__What you are asked to do__.
Please copy each line of the records below that holds the word "field".

__Source data__.
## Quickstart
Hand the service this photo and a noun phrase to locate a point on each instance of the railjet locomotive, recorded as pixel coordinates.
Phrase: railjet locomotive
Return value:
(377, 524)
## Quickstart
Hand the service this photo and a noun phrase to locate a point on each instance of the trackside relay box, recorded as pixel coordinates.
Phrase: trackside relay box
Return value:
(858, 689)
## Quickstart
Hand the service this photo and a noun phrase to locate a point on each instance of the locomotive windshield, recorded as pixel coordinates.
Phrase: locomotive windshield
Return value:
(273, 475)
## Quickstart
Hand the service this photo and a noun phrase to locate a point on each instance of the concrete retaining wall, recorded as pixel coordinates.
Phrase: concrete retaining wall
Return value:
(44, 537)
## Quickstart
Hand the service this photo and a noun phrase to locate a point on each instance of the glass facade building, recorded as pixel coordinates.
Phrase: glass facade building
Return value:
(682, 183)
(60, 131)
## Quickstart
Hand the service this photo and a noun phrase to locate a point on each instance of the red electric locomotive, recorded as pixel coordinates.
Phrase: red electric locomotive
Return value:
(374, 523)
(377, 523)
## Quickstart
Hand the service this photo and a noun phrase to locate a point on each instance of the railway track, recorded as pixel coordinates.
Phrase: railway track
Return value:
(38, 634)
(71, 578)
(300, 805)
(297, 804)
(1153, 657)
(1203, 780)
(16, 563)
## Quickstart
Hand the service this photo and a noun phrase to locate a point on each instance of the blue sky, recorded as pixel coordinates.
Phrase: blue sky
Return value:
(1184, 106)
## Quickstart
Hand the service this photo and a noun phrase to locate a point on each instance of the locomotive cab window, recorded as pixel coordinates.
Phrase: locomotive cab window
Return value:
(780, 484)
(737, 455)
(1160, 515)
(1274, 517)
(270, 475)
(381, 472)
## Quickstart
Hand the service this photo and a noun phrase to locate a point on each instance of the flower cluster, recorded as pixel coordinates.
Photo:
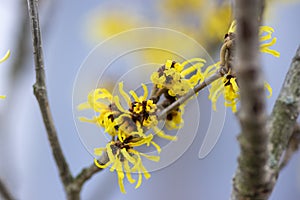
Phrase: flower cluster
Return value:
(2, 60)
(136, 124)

---

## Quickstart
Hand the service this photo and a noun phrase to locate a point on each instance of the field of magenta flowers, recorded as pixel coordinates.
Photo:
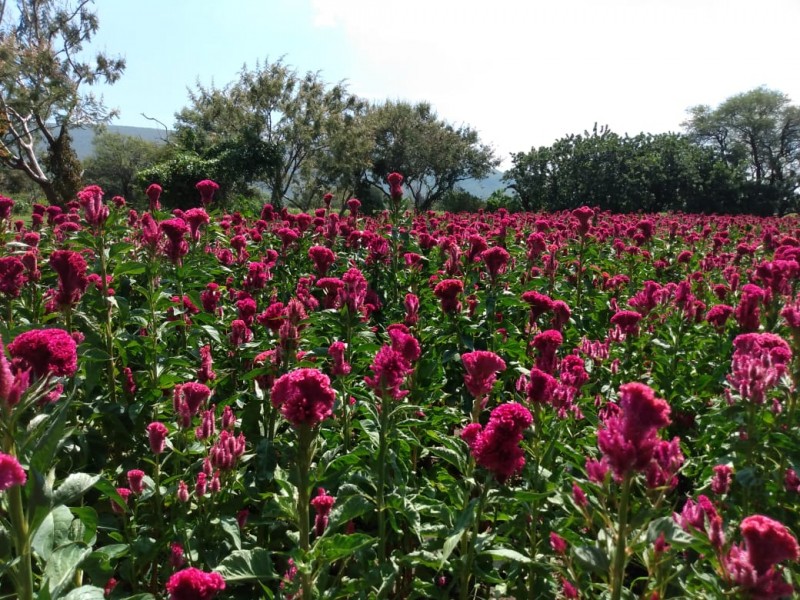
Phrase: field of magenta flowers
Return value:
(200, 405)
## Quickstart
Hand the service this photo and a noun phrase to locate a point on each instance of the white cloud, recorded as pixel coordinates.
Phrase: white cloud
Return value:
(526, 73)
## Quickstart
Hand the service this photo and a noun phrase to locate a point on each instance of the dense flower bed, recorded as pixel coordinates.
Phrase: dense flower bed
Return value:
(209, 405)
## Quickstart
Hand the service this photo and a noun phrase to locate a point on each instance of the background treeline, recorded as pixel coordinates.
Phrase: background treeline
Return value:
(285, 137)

__Solution below__.
Hand the service this photo and a noun phrase to locate a point on each instance of the field of magenta flowers, recorded as pixel coordinates.
Phrase: field of magenta flowers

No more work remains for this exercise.